------ DOCUMENT SEGMENT

The Department of Health spokeswoman said: "We recently announced that there will be specialist teams across the country, based in every strategic health authority, who will provide advice, care and treatment for people with chronic diseases like arthritis, often cutting out the need for visits to GPs and hospitals."

The department is also publishing a National Service Framework (NSF) for the care of elderly people later this year which is likely to include recommendations to improve standards of care for people with arthritis.

"The government has financially supported the development of the Arthritis Care self-management programme in this country and through our research programme and the Medical Research Council, is funding major research projects into arthritis," said the spokeswoman.

A spokeswoman for the Arthritis Research Campaign said that finding an effective treatment for osteoarthritis was a major challenge for researchers and pharmaceutical companies.

"The other major problem is a lack of knowledge of musculoskeletal conditions, including arthritis, among GPs, and the way these conditions are managed and treated by GPs varies enormously from practice to practice," added the spokesman.

------------

== CHECK YOUR UNDERSTANDING ==
1. In the arthritis excerpt, where will the new specialist teams be based?
2. Please transcribe part of the arthritis excerpt, beginning at the words "The department is" and stopping after "and pharmaceutical companies.".
3. List the three things that the arthritis excerpt says the specialist teams will provide for people with chronic diseases.
The records aren't needed for anything here.

------ PROVIDED MATERIAL

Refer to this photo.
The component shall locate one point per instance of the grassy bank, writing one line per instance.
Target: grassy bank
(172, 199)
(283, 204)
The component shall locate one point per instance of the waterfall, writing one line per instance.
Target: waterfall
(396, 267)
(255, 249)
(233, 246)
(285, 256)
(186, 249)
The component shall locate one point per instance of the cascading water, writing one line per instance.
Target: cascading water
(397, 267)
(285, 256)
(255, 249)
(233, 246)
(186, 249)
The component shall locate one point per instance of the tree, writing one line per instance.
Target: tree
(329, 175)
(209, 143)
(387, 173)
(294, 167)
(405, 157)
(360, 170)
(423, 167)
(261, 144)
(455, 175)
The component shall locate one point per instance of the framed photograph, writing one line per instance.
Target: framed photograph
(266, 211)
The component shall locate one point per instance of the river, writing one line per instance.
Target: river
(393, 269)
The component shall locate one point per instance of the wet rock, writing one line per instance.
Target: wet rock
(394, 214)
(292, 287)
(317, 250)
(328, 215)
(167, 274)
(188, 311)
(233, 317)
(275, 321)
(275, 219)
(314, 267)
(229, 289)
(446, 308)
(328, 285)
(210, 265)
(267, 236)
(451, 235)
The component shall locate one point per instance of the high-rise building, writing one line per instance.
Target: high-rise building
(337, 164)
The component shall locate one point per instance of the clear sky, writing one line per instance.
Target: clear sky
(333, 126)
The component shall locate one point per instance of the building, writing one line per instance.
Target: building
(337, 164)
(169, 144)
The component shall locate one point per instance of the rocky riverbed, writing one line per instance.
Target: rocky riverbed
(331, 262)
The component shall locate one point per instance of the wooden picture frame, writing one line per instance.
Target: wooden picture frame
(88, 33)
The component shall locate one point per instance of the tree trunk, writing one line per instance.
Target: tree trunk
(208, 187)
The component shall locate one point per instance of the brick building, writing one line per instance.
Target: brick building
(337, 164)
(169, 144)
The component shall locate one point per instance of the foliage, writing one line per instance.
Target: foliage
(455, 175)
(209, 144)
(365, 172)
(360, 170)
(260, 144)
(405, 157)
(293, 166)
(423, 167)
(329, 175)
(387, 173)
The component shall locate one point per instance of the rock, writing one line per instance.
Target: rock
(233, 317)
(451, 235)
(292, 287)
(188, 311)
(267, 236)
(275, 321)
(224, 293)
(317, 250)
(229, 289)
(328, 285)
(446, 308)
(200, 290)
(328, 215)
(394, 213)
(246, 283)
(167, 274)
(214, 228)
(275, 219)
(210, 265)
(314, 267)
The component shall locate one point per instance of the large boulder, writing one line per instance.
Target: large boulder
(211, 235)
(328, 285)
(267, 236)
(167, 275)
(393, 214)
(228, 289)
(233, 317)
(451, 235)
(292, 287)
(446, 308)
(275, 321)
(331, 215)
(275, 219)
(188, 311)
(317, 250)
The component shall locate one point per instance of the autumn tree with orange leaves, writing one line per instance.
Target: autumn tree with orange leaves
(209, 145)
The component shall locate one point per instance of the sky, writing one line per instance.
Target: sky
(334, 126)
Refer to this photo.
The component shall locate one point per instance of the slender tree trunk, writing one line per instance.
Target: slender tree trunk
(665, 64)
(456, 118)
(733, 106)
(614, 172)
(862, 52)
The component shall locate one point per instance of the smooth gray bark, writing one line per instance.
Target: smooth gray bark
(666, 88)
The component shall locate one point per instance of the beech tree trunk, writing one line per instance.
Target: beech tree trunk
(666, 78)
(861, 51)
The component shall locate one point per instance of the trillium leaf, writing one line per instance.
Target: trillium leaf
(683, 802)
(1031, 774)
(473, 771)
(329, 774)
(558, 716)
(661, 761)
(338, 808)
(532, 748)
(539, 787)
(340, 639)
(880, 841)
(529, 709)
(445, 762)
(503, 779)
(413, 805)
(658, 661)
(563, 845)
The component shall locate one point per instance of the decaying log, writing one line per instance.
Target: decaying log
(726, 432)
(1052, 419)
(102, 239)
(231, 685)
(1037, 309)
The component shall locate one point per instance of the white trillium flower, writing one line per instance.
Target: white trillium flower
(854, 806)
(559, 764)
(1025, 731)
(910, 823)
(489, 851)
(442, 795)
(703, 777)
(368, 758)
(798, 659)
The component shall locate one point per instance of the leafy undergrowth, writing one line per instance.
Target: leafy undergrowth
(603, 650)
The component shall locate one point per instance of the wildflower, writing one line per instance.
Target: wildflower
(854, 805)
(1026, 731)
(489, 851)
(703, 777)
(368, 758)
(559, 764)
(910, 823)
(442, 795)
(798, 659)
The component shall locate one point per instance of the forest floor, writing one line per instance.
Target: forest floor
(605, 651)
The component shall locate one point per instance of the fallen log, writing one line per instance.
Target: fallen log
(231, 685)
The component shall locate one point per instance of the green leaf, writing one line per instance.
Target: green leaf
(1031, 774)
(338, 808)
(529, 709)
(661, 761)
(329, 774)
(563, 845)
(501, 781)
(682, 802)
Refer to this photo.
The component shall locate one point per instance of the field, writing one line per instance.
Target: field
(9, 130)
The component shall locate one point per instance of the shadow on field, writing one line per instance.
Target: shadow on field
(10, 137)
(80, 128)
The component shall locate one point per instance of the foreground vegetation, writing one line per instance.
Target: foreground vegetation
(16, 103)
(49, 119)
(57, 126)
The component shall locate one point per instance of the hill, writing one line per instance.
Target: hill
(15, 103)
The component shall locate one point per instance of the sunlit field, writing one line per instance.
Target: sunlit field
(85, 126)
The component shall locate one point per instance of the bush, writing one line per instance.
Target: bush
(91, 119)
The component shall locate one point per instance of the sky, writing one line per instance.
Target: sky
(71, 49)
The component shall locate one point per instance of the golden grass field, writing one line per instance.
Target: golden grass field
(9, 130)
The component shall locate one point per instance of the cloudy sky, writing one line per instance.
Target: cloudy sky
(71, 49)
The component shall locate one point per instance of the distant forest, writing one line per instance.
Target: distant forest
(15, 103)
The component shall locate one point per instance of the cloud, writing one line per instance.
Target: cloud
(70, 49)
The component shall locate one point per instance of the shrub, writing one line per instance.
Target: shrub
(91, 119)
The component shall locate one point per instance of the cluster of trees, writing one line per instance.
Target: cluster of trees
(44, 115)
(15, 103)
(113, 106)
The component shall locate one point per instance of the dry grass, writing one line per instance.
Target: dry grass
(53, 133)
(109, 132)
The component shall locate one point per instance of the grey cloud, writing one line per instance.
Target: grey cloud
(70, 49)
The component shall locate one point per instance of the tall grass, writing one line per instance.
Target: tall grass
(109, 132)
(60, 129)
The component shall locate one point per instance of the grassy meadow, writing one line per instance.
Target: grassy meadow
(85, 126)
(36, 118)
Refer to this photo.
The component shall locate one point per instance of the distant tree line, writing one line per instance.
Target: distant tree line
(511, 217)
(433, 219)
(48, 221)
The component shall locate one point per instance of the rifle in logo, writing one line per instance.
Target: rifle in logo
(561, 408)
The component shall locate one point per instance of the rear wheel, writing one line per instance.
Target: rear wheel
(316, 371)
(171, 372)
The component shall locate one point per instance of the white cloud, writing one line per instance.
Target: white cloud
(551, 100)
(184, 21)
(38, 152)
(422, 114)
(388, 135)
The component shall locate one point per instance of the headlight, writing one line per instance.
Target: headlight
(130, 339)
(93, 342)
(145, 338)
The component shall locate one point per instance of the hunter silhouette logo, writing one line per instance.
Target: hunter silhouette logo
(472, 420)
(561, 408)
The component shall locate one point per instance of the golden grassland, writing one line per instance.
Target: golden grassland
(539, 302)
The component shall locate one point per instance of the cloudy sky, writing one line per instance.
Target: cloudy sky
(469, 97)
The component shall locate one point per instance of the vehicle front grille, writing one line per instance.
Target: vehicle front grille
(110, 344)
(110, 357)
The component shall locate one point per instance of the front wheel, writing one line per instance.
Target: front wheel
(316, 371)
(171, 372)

------------

== RESPONSES TO THE EXERCISE ==
1. In every strategic health authority.

2.
The department is also publishing a National Service Framework (NSF) for the care of elderly people later this year which is likely to include recommendations to improve standards of care for people with arthritis.

"The government has financially supported the development of the Arthritis Care self-management programme in this country and through our research programme and the Medical Research Council, is funding major research projects into arthritis," said the spokeswoman.

A spokeswoman for the Arthritis Research Campaign said that finding an effective treatment for osteoarthritis was a major challenge for researchers and pharmaceutical companies.

3. advice, care, treatment